'''

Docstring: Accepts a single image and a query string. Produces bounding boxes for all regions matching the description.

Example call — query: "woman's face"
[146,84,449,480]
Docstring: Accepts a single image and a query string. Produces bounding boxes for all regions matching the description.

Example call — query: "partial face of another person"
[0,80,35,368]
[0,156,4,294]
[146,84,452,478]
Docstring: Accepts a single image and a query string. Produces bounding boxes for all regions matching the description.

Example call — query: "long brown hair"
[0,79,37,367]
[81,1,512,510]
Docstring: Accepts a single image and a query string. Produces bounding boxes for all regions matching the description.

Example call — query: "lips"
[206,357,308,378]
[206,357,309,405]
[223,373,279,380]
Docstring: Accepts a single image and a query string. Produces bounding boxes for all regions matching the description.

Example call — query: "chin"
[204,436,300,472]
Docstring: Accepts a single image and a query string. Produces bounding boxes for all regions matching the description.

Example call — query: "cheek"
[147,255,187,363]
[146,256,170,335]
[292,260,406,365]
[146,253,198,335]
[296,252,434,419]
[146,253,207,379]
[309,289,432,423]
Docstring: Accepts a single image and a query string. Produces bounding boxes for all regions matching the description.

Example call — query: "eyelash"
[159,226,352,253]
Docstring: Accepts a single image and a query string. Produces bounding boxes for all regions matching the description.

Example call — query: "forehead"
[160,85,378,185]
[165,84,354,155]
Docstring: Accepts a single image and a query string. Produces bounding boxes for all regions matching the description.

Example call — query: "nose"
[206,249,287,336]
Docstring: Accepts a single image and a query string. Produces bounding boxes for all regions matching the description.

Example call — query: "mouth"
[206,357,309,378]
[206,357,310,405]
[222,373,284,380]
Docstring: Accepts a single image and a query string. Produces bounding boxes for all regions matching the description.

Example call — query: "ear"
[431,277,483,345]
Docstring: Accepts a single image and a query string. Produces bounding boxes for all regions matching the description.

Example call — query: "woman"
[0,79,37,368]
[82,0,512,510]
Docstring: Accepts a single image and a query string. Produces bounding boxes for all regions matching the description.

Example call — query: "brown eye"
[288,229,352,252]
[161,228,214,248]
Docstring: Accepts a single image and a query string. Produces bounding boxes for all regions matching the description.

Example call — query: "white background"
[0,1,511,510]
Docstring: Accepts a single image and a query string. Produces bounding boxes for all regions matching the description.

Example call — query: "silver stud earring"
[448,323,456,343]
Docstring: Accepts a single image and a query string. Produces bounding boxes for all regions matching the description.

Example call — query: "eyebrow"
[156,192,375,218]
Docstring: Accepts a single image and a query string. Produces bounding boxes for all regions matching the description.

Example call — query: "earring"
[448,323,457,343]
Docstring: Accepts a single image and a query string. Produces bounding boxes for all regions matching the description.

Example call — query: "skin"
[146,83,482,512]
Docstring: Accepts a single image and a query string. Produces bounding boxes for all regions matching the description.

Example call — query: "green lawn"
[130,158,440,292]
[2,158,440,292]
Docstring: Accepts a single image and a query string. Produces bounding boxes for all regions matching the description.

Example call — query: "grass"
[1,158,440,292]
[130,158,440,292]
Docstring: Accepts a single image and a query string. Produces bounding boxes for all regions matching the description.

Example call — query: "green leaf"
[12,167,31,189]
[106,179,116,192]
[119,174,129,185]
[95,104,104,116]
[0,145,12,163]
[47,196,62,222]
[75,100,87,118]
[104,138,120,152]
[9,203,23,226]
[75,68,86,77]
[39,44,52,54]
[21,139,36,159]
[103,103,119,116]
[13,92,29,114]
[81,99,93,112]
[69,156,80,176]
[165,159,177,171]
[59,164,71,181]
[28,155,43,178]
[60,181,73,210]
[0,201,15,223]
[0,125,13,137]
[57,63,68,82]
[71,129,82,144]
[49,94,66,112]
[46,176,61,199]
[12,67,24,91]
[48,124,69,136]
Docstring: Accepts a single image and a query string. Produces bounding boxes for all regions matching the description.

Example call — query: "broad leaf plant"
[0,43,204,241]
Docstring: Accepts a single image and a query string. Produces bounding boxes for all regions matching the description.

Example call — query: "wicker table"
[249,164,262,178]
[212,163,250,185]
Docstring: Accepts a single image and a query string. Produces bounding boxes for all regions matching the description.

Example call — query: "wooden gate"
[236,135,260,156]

'''

• Requirement:
Restate the listing in full, preserving every word.

• Solution to the problem:
Docstring: Accepts a single image and a query string. Produces bounding boxes for all regions matching the description.

Example call — query: "woman's face"
[146,84,449,480]
Docstring: Accepts a single image and a query string. Produces bounding boxes for all regions matching the description.

Example call — query: "partial face of another person"
[0,80,35,368]
[0,156,4,294]
[146,84,452,478]
Docstring: Accepts a single image and a query string. Produces bounding boxes for all regions matching the description.

Example call — query: "long brown hair"
[0,79,37,367]
[81,1,512,510]
Docstring: Accepts a single image and a query string. Produces bounding boxes for all regions matching the description.

Example call — query: "lips"
[206,357,308,378]
[206,357,309,405]
[223,373,279,380]
Docstring: Accepts a single image and a query string. Produces bounding boxes for all regions matching the description.

Example call — query: "chin"
[204,436,300,472]
Docstring: Accepts a single image and a query string. Produces bounding boxes for all regions matching the description.

Example call — query: "cheek"
[147,255,187,363]
[146,256,170,335]
[292,260,406,365]
[146,253,198,335]
[296,252,434,419]
[146,253,207,379]
[309,289,432,423]
Docstring: Accepts a single image and a query string. Produces bounding boxes for all regions matching the description.

Example call — query: "eyelash"
[159,226,352,253]
Docstring: Accepts a single image and a query string. Produces bounding boxes for all regions matching the description.

Example call — query: "forehead"
[160,85,378,185]
[165,84,354,155]
Docstring: Accepts a single image and a query string. Produces bounding boxes for all regions matching the description.

Example call — query: "nose"
[206,249,287,336]
Docstring: Accepts a single image and a query string. Produces bounding boxes for all regions matching the description.

Example call — query: "mouth"
[206,357,309,378]
[206,357,310,405]
[222,373,284,380]
Docstring: Accepts a single image and a query string. Produces bounding boxes for all regions matching the description.

Example call — query: "ear"
[431,277,483,345]
Docstring: Accepts a single image and a query string. Produces bounding boxes for all regions matching the description.

Example call — query: "woman"
[0,79,37,368]
[82,0,512,510]
Docstring: Accepts a single image and a query string. Produces bounding boxes for all regions matching the description.

Example call — query: "brown eye"
[288,229,352,252]
[161,228,214,248]
Docstring: Accepts a single image and a query string. Produces bounding boxes for all regions matching the description.

Example call — query: "white background"
[0,1,511,510]
Docstring: Accepts a single image and a query string. Produces bounding boxes for all regions matching the description.

Example call — query: "silver stud earring"
[448,323,456,343]
Docstring: Accepts a single image and a query string. Produces bounding boxes for all regions matching the description.

Example call — query: "eyebrow"
[156,192,375,218]
Docstring: Accepts a single image and a query string. Produces bounding boxes for all regions matching the description.

Example call — query: "earring"
[448,323,457,343]
Docstring: Accepts a single image and a query string. Produces bounding boxes for all regions matching the description.

Example call — query: "skin"
[146,83,482,512]
Docstring: Accepts a single image and a query string. Produces bounding boxes for all regions matching the description.

Example call — query: "green lawn"
[130,158,440,292]
[2,158,440,292]
Docstring: Accepts a single image and a query string. Produces bounding boxes for all regions matching the description.

Example call — query: "grass"
[1,158,440,292]
[130,158,440,292]
Docstring: Accepts a single image and a query string. Produces bounding boxes for all regions matching the description.

Example call — query: "green leaf"
[12,167,31,189]
[106,179,116,192]
[119,174,129,185]
[95,104,104,116]
[0,145,12,163]
[47,196,62,222]
[75,100,87,118]
[104,138,120,152]
[9,203,23,226]
[75,68,86,77]
[39,44,52,54]
[21,139,36,159]
[103,103,119,116]
[13,92,29,114]
[81,99,93,112]
[69,156,80,176]
[165,159,177,171]
[59,164,71,181]
[28,155,43,178]
[60,181,73,210]
[0,201,15,223]
[0,125,13,137]
[57,63,68,82]
[71,129,82,144]
[49,94,66,112]
[46,176,61,199]
[12,67,24,91]
[48,124,69,136]
Docstring: Accepts a single image and a query string. Produces bounding boxes for all regions matching the description.

Example call — query: "broad leaf plant"
[0,43,204,241]
Docstring: Accepts a single image and a query string. Produces bounding boxes for all regions matching the description.

Example call — query: "wicker table"
[249,164,262,178]
[212,163,250,185]
Docstring: Accepts a single image and a query string. Produces bounding boxes for all regions matching the description.

Example call — query: "wooden gate"
[236,135,260,156]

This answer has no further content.